[Opening RECORDS SHOWN section]

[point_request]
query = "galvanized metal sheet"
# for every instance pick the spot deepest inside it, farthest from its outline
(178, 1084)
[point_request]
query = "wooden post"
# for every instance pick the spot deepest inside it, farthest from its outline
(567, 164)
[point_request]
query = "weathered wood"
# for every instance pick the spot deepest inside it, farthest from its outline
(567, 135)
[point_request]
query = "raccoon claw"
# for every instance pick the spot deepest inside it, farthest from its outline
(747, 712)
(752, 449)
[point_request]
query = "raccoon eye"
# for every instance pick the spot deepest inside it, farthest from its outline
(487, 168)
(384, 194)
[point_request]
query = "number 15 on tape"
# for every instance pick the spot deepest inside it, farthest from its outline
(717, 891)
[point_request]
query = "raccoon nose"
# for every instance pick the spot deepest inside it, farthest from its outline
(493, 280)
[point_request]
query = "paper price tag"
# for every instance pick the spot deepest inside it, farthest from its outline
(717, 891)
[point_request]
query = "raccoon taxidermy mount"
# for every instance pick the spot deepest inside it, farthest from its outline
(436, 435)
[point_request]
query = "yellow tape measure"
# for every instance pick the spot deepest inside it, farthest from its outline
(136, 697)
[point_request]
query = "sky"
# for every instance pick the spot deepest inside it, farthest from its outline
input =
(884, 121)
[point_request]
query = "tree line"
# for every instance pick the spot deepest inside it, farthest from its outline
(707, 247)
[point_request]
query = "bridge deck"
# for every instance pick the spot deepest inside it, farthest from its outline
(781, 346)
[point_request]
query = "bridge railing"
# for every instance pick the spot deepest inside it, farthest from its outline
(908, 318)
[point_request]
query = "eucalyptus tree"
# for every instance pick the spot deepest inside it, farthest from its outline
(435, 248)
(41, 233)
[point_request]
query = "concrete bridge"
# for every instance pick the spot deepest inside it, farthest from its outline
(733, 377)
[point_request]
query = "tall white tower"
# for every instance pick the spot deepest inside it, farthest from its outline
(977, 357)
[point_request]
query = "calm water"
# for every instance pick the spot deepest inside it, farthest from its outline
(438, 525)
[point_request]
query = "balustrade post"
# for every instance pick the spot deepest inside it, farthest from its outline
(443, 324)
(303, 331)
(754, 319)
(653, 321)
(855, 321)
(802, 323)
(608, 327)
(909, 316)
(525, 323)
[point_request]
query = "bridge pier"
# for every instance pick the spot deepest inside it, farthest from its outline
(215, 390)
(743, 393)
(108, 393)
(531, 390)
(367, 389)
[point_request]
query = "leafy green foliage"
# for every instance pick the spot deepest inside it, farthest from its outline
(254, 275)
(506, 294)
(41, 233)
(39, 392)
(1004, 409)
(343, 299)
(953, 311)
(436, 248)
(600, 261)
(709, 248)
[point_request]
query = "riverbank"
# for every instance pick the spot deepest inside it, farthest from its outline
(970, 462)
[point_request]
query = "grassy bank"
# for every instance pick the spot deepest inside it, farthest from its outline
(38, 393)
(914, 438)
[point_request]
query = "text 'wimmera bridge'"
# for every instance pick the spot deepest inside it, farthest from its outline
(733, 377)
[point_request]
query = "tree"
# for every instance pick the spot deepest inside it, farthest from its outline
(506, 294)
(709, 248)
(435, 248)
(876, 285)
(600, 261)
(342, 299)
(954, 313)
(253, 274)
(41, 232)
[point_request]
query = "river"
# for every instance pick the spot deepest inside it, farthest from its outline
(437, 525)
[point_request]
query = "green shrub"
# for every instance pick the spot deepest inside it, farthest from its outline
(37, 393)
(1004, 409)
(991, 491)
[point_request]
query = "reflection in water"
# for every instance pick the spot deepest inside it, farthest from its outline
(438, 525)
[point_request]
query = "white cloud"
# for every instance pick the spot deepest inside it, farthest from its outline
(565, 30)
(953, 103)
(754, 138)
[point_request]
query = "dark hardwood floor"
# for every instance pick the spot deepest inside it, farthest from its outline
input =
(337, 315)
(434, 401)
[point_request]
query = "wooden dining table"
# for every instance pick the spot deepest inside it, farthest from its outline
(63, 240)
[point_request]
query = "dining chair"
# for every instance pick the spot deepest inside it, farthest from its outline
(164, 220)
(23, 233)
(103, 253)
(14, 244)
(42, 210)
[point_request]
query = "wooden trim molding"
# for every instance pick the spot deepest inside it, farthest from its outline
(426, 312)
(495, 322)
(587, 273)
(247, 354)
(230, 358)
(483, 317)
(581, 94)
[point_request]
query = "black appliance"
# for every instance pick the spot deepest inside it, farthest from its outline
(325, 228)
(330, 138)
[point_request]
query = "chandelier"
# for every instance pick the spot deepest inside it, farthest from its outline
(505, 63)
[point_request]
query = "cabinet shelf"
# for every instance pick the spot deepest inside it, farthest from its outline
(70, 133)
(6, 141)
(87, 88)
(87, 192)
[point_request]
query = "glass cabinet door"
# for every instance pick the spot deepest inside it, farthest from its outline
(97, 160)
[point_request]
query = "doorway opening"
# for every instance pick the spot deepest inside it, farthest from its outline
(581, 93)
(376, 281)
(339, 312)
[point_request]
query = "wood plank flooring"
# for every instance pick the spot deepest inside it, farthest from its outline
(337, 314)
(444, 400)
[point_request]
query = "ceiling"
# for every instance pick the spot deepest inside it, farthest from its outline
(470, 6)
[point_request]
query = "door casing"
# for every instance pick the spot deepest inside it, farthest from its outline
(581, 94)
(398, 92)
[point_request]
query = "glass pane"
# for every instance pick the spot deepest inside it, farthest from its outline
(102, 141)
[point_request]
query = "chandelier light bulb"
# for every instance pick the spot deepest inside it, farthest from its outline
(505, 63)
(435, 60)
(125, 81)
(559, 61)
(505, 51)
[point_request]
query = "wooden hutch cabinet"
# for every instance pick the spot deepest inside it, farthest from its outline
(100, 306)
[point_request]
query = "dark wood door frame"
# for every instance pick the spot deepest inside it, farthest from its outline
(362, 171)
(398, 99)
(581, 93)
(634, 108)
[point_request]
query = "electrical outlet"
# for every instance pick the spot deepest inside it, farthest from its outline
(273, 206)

[Closing RECORDS SHOWN section]

> TASK OBJECTIVE
Every single line of the data above must be set down again exactly.

> SOLUTION FOR THIS PROBLEM
[point_request]
query = "galvanized metal sheet"
# for every instance pick the spot deepest inside it, farthest from its outline
(178, 1084)
[point_request]
query = "wooden post"
# for every instance pick the spot deepest inside it, farthest from its outline
(567, 164)
[point_request]
query = "weathered wood"
# for every instance pick the spot deepest inside it, farthest from its outline
(567, 135)
[point_request]
query = "raccoon claw"
# for every instance pick the spot deepest inside it, farthest from its outline
(747, 712)
(752, 449)
[point_request]
query = "raccoon eye"
# for every instance pick the spot deepest inside it, farthest from its outline
(487, 168)
(384, 194)
[point_request]
query = "number 15 on tape"
# for every instance pick the spot deepest inside it, farthest from its outline
(717, 891)
[point_request]
query = "raccoon nose"
# for every instance pick the spot deepest inside it, farthest from its outline
(493, 280)
[point_request]
query = "paper price tag"
# for every instance pick the spot deepest inside it, farthest from its outline
(717, 891)
[point_request]
query = "raccoon taxidermy mount"
# for every instance pick the spot deepest inside it, farthest from its outline
(436, 435)
[point_request]
query = "yellow tape measure"
# for every instance pick the spot deepest inside it, farthest from its outline
(136, 697)
[point_request]
query = "sky"
# for every instance pick the spot deepest inside it, farthest from its outline
input =
(884, 121)
[point_request]
query = "tree line"
# for every instance pick the spot deepest inside it, farthest from its outline
(707, 247)
[point_request]
query = "bridge deck"
# for every instance pick the spot deepest inside it, farthest from its outline
(781, 346)
[point_request]
query = "bridge railing"
# for every instance pick the spot deepest inside it, farthest from its outline
(908, 318)
[point_request]
query = "eucalyptus tree"
# for every instance pick the spot deepest inside it, farthest from its outline
(435, 248)
(41, 233)
[point_request]
query = "concrete bridge"
# for every instance pick the spot deepest inside it, farthest from its outline
(733, 377)
[point_request]
query = "tall white tower"
# for every instance pick the spot deepest inside it, farthest from its outline
(977, 357)
[point_request]
query = "calm water"
# for every instance pick the spot deepest inside it, farthest from its outline
(438, 525)
[point_request]
query = "balustrade post"
# for every instance pick the spot deepest inside it, farthest from its outline
(443, 324)
(303, 331)
(754, 319)
(653, 321)
(855, 321)
(802, 323)
(608, 327)
(909, 316)
(525, 323)
[point_request]
query = "bridge pier"
# for every instance pick the spot deepest inside it, farthest from its outline
(215, 390)
(743, 393)
(108, 393)
(531, 390)
(367, 389)
[point_request]
query = "leafy green foliage"
# for every instance pick the spot deepest inside it, farthest from its outline
(254, 275)
(506, 294)
(41, 233)
(39, 392)
(1004, 409)
(343, 299)
(953, 311)
(436, 248)
(600, 261)
(709, 248)
[point_request]
query = "riverbank"
# for every instance pick the spot deepest inside it, farthest from its outline
(970, 462)
[point_request]
query = "grassy bank"
# for every instance pick the spot deepest inside it, farthest from its outline
(38, 393)
(914, 438)
[point_request]
query = "text 'wimmera bridge'"
# for every instance pick the spot deepest inside it, farthest from its outline
(733, 377)
[point_request]
query = "tree"
# for every instance pick the spot deepest inside it, farthest from its outline
(506, 294)
(709, 248)
(435, 248)
(876, 285)
(600, 261)
(342, 299)
(954, 313)
(253, 274)
(41, 232)
[point_request]
query = "river"
# for every instance pick the spot deepest inside it, farthest from its outline
(437, 525)
[point_request]
query = "green shrub"
# for every instance pick the spot deepest inside it, farthest from its outline
(37, 393)
(1004, 409)
(991, 491)
[point_request]
query = "reflection in water"
# for every instance pick the spot deepest inside it, farthest from its outline
(438, 525)
[point_request]
query = "white cloud"
# for every instance pick the spot deepest inside it, farthest from its outline
(565, 30)
(953, 103)
(754, 138)
[point_request]
query = "dark hardwood floor"
# for every instance pick the spot deepest inside it, farthest from its outline
input =
(337, 315)
(434, 401)
[point_request]
query = "wooden dining table"
# for every instance pick the spot deepest inside it, farthest from its outline
(63, 240)
[point_request]
query = "dining chair"
# for every instance pick the spot deepest inside it, farthest from its outline
(164, 220)
(23, 233)
(103, 253)
(14, 244)
(42, 210)
[point_request]
query = "wooden trim molding"
# for every instance pick the spot deepest inside it, farthest from its outline
(426, 312)
(495, 322)
(587, 273)
(247, 354)
(230, 358)
(483, 317)
(581, 94)
[point_request]
query = "black appliance"
# for every instance pick the spot deepest inside it, farthest from its outline
(325, 228)
(330, 138)
[point_request]
query = "chandelier"
# for every instance pick the spot deepest inside it, farthest from its outline
(505, 63)
[point_request]
query = "cabinet shelf"
# for every instance pick the spot deepest inside it, farthest from its outline
(70, 133)
(6, 141)
(87, 88)
(87, 192)
[point_request]
query = "glass cabinet door"
# for every instance pick the spot deepest inside it, farthest from its outline
(97, 160)
[point_request]
query = "doorway opening"
# for every instance pick the spot deepest inside it, farthest from its outline
(581, 93)
(376, 281)
(339, 312)
[point_request]
query = "wood plank flooring"
# for every instance pick the spot deepest inside it, farthest from its outline
(337, 314)
(444, 400)
[point_request]
query = "ceiling"
# for every instance pick the spot deepest inside it, farthest from its outline
(470, 6)
[point_request]
query = "door casing"
# for every instance pick the spot deepest inside it, farthest from its outline
(581, 94)
(398, 92)
[point_request]
query = "glass pane"
# for every instance pick the spot deepest inside it, farthest from its outline
(102, 141)
[point_request]
query = "chandelier light bulb"
# for every instance pick the spot deepest inside it, farthest from its outline
(505, 63)
(435, 60)
(125, 81)
(559, 61)
(505, 51)
[point_request]
query = "wooden hutch cabinet"
# for every instance pick the spot deepest inside it, farthest from its outline
(100, 306)
[point_request]
query = "dark wood door frame"
# for every instance pick the spot deepest inside it, farthest from its outline
(362, 171)
(398, 99)
(581, 93)
(634, 108)
[point_request]
query = "electrical outlet"
# for every instance pick the spot deepest inside it, farthest from its outline
(273, 206)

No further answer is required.